*RECORDS SHOWN:*
================================
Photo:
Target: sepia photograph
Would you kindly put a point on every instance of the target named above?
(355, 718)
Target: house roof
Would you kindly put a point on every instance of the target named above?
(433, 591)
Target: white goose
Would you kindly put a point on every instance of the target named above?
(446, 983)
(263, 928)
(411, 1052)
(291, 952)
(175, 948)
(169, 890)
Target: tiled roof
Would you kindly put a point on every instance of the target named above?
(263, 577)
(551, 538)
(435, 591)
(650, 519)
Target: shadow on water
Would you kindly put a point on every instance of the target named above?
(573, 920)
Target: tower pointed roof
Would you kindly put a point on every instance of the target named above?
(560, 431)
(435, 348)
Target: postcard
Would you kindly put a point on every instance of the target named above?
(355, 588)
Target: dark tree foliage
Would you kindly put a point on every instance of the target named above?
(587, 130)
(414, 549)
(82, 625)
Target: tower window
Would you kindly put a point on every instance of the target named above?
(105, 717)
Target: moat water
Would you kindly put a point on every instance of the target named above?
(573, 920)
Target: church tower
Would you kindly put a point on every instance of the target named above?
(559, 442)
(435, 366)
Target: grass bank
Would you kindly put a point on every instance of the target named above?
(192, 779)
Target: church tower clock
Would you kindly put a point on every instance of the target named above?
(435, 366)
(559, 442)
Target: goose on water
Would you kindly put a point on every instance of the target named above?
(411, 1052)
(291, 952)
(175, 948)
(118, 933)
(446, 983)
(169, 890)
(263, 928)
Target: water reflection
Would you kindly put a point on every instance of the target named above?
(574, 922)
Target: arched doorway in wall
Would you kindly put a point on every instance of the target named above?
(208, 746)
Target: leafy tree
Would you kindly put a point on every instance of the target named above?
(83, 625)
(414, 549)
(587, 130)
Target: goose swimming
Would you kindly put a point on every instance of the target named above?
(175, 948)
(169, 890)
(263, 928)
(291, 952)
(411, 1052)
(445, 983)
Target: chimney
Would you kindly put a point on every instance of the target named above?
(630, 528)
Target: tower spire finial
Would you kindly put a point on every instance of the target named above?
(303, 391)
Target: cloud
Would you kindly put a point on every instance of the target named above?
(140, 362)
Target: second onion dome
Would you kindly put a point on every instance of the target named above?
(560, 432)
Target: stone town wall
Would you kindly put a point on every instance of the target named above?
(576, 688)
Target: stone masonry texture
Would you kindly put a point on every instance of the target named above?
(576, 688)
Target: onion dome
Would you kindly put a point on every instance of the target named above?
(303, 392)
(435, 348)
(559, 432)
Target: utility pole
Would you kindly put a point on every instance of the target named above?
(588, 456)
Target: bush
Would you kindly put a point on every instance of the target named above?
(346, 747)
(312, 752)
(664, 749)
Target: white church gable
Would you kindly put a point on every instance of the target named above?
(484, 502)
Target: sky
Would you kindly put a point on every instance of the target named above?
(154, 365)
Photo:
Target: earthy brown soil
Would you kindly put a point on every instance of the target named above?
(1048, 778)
================================
*ACTIVITY:* The data must be given again in full. Keep every line identical.

*ANSWER TO THIS EXERCISE:*
Photo:
Target: sepia photograph
Would you kindly put a point on every instance of the target named above?
(355, 718)
Target: house roof
Would you kindly put a point on every instance of the target named above?
(433, 591)
Target: white goose
Would you kindly put a point on every instance of the target named above?
(446, 983)
(263, 928)
(411, 1052)
(291, 952)
(175, 948)
(169, 890)
Target: tiled roof
Would you kindly put a point on every instance of the target named above?
(263, 577)
(551, 538)
(435, 591)
(650, 519)
Target: shadow on water
Would you kindly put a point on every instance of the target named above?
(573, 920)
Target: tower pointed roof
Would you kindly put a point on every instance of the target named above?
(560, 431)
(435, 348)
Target: postcard
Would you kindly put a point on every instance of the target named above?
(355, 588)
Target: dark tree foliage
Would you kindly put a point on every instance of the target named above?
(587, 130)
(414, 549)
(82, 625)
Target: tower window
Would you kindly put a point on every instance of the target named above?
(105, 717)
Target: moat water
Would you kindly put a point on every instance of the target named above?
(573, 920)
Target: church tower
Would you kindly put a point on every instance of the target named above?
(559, 442)
(435, 366)
Target: grass bank
Would you kindly put a point on every instance of the target named above?
(192, 779)
Target: church tower clock
Would you kindly put a point on every instance of the target named above?
(435, 366)
(559, 442)
Target: goose on water
Would you kindly put a point on every instance of the target named above?
(411, 1052)
(291, 952)
(175, 948)
(118, 933)
(446, 983)
(169, 890)
(263, 928)
Target: water reflection
Would you kindly put a point on every instance of the target named above?
(574, 922)
Target: arched doorway in wall
Would you kindly put a point on every instance of the target named above?
(208, 746)
Target: leafy tree
Would you kindly put a point on every instance of the target named above?
(83, 625)
(414, 549)
(587, 130)
Target: goose swimming
Would you kindly put a point on every instance of the target named above?
(175, 948)
(169, 890)
(263, 928)
(291, 952)
(411, 1052)
(445, 983)
Target: chimney
Would you kindly put a point on every instance of the target named above?
(630, 528)
Target: tower spire finial
Would you kindly put a point on every instance of the target named above?
(303, 391)
Target: cloud
Would you kindly put a point on every instance of the target named above?
(140, 362)
Target: second onion dome
Would you kindly put a point on every instance of the target named above?
(560, 432)
Target: stone town wall
Would you kindly put a point on every instance of the target named above?
(576, 688)
Target: stone masonry texture
Would you kindly put a point on every instance of the target named above?
(576, 688)
Target: onion dome
Would you kindly put a point on every instance of the target named above?
(303, 392)
(435, 348)
(559, 432)
Target: utility pole
Would you kindly put a point on every instance of the target named above?
(588, 456)
Target: bush
Would you kindly put a point on every instance of the target named above?
(346, 747)
(312, 752)
(664, 749)
Target: white church gable
Would you kindly put a point on every instance of the target named above?
(484, 502)
Target: sky
Would you kindly put a point on every instance of the target named above?
(154, 365)
Photo:
Target: earthy brown soil
Would you kindly put a point on every instance of the target named above?
(1048, 778)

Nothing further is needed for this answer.